▸ Required action:
Every line below between the line holding "Give the mask of the black" and the line holding "Query: gray office chair", inclusive, should be repeated exactly, and all other lines omitted.

━━ Available records

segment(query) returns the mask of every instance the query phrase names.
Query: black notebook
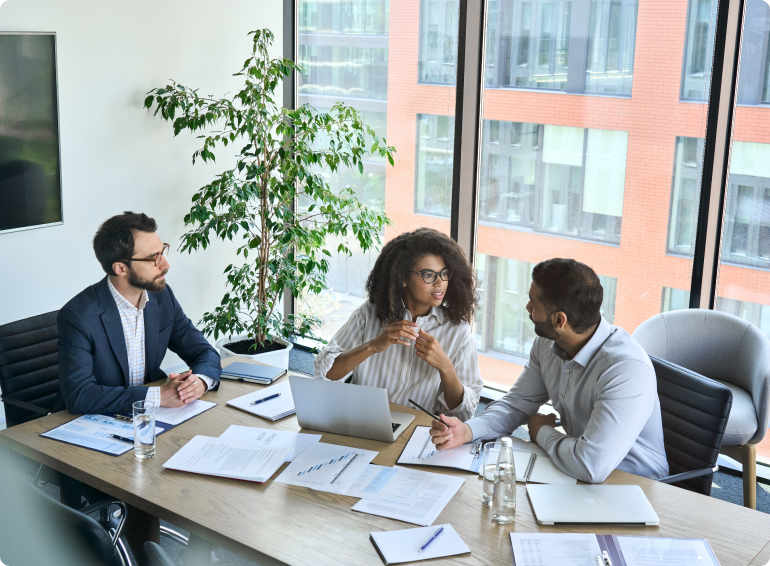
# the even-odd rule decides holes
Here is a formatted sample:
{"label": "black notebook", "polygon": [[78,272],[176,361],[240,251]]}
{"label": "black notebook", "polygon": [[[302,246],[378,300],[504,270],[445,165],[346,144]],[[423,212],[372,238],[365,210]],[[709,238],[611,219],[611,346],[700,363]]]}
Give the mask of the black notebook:
{"label": "black notebook", "polygon": [[251,381],[254,383],[270,384],[286,375],[289,370],[273,366],[233,362],[222,368],[222,379],[235,381]]}

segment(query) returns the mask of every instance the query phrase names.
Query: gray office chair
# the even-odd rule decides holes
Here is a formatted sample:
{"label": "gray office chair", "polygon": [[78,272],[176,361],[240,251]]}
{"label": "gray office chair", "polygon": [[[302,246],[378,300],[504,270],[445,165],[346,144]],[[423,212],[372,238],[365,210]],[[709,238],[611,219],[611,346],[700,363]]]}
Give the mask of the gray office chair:
{"label": "gray office chair", "polygon": [[731,314],[685,309],[658,314],[634,331],[650,356],[667,360],[727,386],[733,395],[722,454],[743,465],[743,504],[757,502],[756,445],[767,431],[770,340]]}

━━━━

▸ Solution below:
Give the mask of the black notebook:
{"label": "black notebook", "polygon": [[251,381],[254,383],[270,384],[286,375],[289,370],[273,366],[233,362],[222,368],[222,379],[235,381]]}

segment(query) returns the mask of every instance the query phrase names.
Query: gray office chair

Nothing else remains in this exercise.